> [TASK DIRECTIONS]: The response should be an exact transcription of the data below, free of images.

> [INPUT MATERIAL]:
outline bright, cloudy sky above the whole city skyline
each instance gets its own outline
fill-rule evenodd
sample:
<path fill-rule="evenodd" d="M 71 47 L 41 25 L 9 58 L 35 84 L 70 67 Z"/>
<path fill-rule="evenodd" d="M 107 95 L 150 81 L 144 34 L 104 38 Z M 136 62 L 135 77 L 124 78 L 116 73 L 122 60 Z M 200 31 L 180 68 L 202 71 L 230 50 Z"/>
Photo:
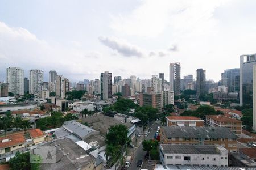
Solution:
<path fill-rule="evenodd" d="M 179 62 L 220 80 L 256 53 L 256 1 L 0 1 L 0 81 L 7 67 L 49 70 L 71 81 L 136 75 L 149 79 Z"/>

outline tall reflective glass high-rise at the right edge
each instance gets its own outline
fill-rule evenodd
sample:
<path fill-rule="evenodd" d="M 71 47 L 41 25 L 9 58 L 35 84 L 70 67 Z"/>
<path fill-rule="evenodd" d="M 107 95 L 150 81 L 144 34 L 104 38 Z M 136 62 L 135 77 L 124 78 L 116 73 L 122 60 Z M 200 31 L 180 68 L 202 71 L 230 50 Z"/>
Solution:
<path fill-rule="evenodd" d="M 256 64 L 256 54 L 240 56 L 240 105 L 253 104 L 253 65 Z"/>

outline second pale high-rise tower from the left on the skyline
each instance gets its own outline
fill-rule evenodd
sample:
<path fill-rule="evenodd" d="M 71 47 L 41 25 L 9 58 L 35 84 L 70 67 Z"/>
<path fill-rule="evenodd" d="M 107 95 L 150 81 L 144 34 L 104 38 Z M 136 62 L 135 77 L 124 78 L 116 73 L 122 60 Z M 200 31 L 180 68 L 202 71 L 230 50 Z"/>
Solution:
<path fill-rule="evenodd" d="M 30 70 L 30 94 L 39 91 L 39 85 L 43 83 L 44 72 L 42 70 Z"/>

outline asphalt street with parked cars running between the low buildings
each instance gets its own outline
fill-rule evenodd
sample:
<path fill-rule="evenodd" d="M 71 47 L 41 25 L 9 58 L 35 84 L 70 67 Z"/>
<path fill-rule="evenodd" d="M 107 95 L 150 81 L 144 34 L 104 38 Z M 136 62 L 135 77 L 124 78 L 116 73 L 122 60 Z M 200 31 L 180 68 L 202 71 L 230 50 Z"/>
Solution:
<path fill-rule="evenodd" d="M 158 129 L 158 126 L 160 126 L 160 123 L 157 122 L 155 124 L 153 124 L 152 130 L 150 132 L 150 134 L 148 134 L 148 137 L 146 137 L 146 139 L 154 139 L 154 135 L 156 133 L 156 130 Z M 142 138 L 142 137 L 141 137 Z M 129 170 L 135 170 L 135 169 L 139 169 L 139 167 L 137 167 L 136 163 L 138 160 L 142 160 L 142 162 L 144 161 L 144 156 L 146 155 L 146 151 L 143 151 L 143 146 L 142 146 L 142 142 L 141 145 L 138 146 L 137 150 L 134 152 L 134 158 L 133 161 L 130 164 L 130 167 L 128 168 Z"/>

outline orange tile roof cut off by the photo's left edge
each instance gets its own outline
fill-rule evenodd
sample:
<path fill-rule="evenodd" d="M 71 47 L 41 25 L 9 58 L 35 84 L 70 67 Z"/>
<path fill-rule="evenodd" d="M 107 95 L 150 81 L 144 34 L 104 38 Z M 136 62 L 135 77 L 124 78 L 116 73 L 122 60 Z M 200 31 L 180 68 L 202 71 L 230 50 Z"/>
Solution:
<path fill-rule="evenodd" d="M 10 139 L 10 141 L 2 142 L 4 139 Z M 0 138 L 0 148 L 6 148 L 14 145 L 19 145 L 25 143 L 26 139 L 23 133 L 9 135 L 7 137 Z"/>

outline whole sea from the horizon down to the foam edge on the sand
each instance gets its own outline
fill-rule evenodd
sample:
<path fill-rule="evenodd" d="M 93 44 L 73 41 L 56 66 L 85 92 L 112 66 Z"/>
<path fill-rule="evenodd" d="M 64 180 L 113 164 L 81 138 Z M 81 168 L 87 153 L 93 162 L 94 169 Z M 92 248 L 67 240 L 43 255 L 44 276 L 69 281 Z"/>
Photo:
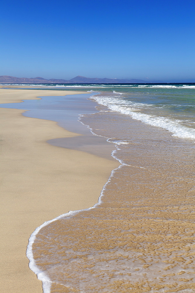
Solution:
<path fill-rule="evenodd" d="M 195 84 L 54 86 L 89 91 L 94 111 L 78 119 L 111 143 L 120 166 L 97 204 L 30 237 L 44 293 L 194 292 Z"/>

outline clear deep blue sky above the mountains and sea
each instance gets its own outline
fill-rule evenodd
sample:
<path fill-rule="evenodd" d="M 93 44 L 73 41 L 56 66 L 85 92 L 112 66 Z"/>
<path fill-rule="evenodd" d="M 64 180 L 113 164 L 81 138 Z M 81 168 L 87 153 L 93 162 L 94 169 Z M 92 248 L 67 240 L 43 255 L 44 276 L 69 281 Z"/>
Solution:
<path fill-rule="evenodd" d="M 195 1 L 4 1 L 0 75 L 195 81 Z"/>

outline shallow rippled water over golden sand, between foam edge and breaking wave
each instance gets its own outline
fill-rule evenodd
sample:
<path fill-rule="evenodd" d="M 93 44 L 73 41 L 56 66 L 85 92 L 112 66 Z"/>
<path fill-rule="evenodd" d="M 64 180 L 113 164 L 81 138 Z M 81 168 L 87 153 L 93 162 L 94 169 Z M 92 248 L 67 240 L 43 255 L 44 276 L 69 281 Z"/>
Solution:
<path fill-rule="evenodd" d="M 45 292 L 194 292 L 193 140 L 97 108 L 81 122 L 117 145 L 121 166 L 93 209 L 36 235 Z"/>

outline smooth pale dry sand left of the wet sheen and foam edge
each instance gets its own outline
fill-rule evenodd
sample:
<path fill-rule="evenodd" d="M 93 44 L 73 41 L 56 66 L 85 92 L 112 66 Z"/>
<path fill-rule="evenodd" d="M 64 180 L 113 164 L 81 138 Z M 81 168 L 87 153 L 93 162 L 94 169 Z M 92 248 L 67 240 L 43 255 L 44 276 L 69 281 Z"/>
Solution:
<path fill-rule="evenodd" d="M 0 103 L 76 91 L 0 89 Z M 21 104 L 22 108 L 22 104 Z M 117 161 L 46 141 L 78 134 L 55 122 L 22 116 L 24 110 L 1 108 L 1 292 L 41 293 L 41 281 L 28 268 L 26 247 L 34 229 L 69 210 L 97 202 Z"/>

> [COMPLETED TASK]:
outline bright, cloudy sky above the whole city skyline
each instance gets its own outline
fill-rule evenodd
sample:
<path fill-rule="evenodd" d="M 71 47 L 41 25 L 9 58 L 35 84 L 70 67 Z"/>
<path fill-rule="evenodd" d="M 107 95 L 150 81 L 144 34 L 104 38 Z M 136 62 L 135 77 L 124 78 L 116 73 L 122 60 Z M 200 31 L 180 68 L 202 71 L 230 50 Z"/>
Photo:
Solution:
<path fill-rule="evenodd" d="M 179 62 L 220 80 L 256 53 L 256 1 L 0 1 L 0 81 L 7 67 L 49 70 L 71 81 L 136 75 L 149 79 Z"/>

outline tall reflective glass high-rise at the right edge
each instance gets its own outline
fill-rule evenodd
sample:
<path fill-rule="evenodd" d="M 71 47 L 41 25 L 9 58 L 35 84 L 70 67 Z"/>
<path fill-rule="evenodd" d="M 107 95 L 150 81 L 144 34 L 104 38 Z M 136 62 L 135 77 L 124 78 L 116 73 L 122 60 Z M 200 31 L 180 68 L 202 71 L 230 50 Z"/>
Solution:
<path fill-rule="evenodd" d="M 256 64 L 256 54 L 240 56 L 240 105 L 253 104 L 253 65 Z"/>

outline second pale high-rise tower from the left on the skyline
each instance gets its own outline
fill-rule evenodd
sample:
<path fill-rule="evenodd" d="M 71 47 L 41 25 L 9 58 L 35 84 L 70 67 Z"/>
<path fill-rule="evenodd" d="M 107 95 L 150 81 L 144 34 L 104 38 Z M 136 62 L 135 77 L 124 78 L 116 73 L 122 60 Z M 200 31 L 180 68 L 202 71 L 230 50 Z"/>
Solution:
<path fill-rule="evenodd" d="M 30 70 L 30 94 L 39 91 L 39 85 L 43 83 L 44 72 L 42 70 Z"/>

outline asphalt street with parked cars running between the low buildings
each instance gets its own outline
fill-rule evenodd
sample:
<path fill-rule="evenodd" d="M 71 47 L 41 25 L 9 58 L 35 84 L 70 67 Z"/>
<path fill-rule="evenodd" d="M 107 95 L 150 81 L 144 34 L 104 38 Z M 136 62 L 135 77 L 124 78 L 116 73 L 122 60 Z M 200 31 L 180 68 L 202 71 L 230 50 Z"/>
Solution:
<path fill-rule="evenodd" d="M 158 129 L 158 126 L 160 126 L 160 123 L 157 122 L 155 124 L 153 124 L 152 130 L 150 132 L 150 134 L 148 134 L 148 137 L 146 137 L 146 139 L 154 139 L 154 135 L 156 133 L 156 130 Z M 142 138 L 142 137 L 141 137 Z M 129 170 L 135 170 L 135 169 L 139 169 L 139 167 L 137 167 L 136 163 L 138 160 L 142 160 L 142 162 L 144 161 L 144 156 L 146 155 L 146 151 L 143 151 L 143 146 L 142 146 L 142 142 L 141 145 L 138 146 L 137 150 L 134 152 L 134 158 L 133 161 L 130 164 L 130 167 L 128 168 Z"/>

outline orange tile roof cut off by the photo's left edge
each instance gets its own outline
fill-rule evenodd
sample:
<path fill-rule="evenodd" d="M 71 47 L 41 25 L 9 58 L 35 84 L 70 67 Z"/>
<path fill-rule="evenodd" d="M 107 95 L 150 81 L 144 34 L 104 38 Z M 136 62 L 135 77 L 124 78 L 116 73 L 122 60 Z M 200 31 L 180 68 L 202 71 L 230 50 Z"/>
Solution:
<path fill-rule="evenodd" d="M 10 139 L 10 141 L 2 142 L 4 139 Z M 0 138 L 0 148 L 6 148 L 14 145 L 19 145 L 25 143 L 26 139 L 23 133 L 9 135 L 7 137 Z"/>

outline whole sea from the horizon down to the foam edge on the sand
each instance gets its own outline
fill-rule evenodd
sample:
<path fill-rule="evenodd" d="M 93 44 L 73 41 L 56 66 L 85 92 L 112 66 Z"/>
<path fill-rule="evenodd" d="M 64 180 L 113 164 L 81 138 Z M 81 168 L 87 153 L 93 162 L 94 169 Z M 92 248 L 67 240 L 43 255 L 44 276 L 69 281 Z"/>
Photo:
Solution:
<path fill-rule="evenodd" d="M 195 84 L 54 86 L 89 91 L 94 111 L 78 119 L 111 143 L 120 166 L 97 204 L 30 237 L 44 293 L 194 292 Z"/>

outline clear deep blue sky above the mountains and sea
each instance gets its own outline
fill-rule evenodd
sample:
<path fill-rule="evenodd" d="M 93 44 L 73 41 L 56 66 L 85 92 L 112 66 Z"/>
<path fill-rule="evenodd" d="M 64 180 L 113 164 L 81 138 Z M 81 168 L 87 153 L 93 162 L 94 169 Z M 92 248 L 67 240 L 43 255 L 44 276 L 69 281 Z"/>
Solution:
<path fill-rule="evenodd" d="M 195 1 L 4 1 L 0 75 L 195 81 Z"/>

outline shallow rippled water over golden sand, between foam edge and breaking wave
each instance gets its own outline
fill-rule evenodd
sample:
<path fill-rule="evenodd" d="M 93 44 L 73 41 L 56 66 L 85 92 L 112 66 Z"/>
<path fill-rule="evenodd" d="M 64 180 L 113 164 L 81 138 Z M 81 168 L 87 153 L 93 162 L 94 169 Z M 92 248 L 67 240 L 43 255 L 44 276 L 69 281 Z"/>
Solution:
<path fill-rule="evenodd" d="M 45 292 L 194 292 L 193 140 L 97 108 L 81 122 L 117 145 L 121 166 L 93 209 L 36 235 Z"/>

outline smooth pale dry sand left of the wet sheen and foam edge
each instance gets its own outline
fill-rule evenodd
sample:
<path fill-rule="evenodd" d="M 93 44 L 73 41 L 56 66 L 85 92 L 112 66 Z"/>
<path fill-rule="evenodd" d="M 64 180 L 113 164 L 81 138 Z M 81 168 L 87 153 L 93 162 L 94 169 Z M 92 248 L 67 240 L 43 255 L 44 276 L 69 281 Z"/>
Solution:
<path fill-rule="evenodd" d="M 0 103 L 76 91 L 0 89 Z M 21 104 L 22 108 L 22 104 Z M 117 161 L 46 141 L 78 134 L 55 122 L 22 116 L 24 110 L 1 108 L 1 292 L 41 293 L 41 281 L 28 268 L 26 247 L 34 229 L 69 210 L 97 202 Z"/>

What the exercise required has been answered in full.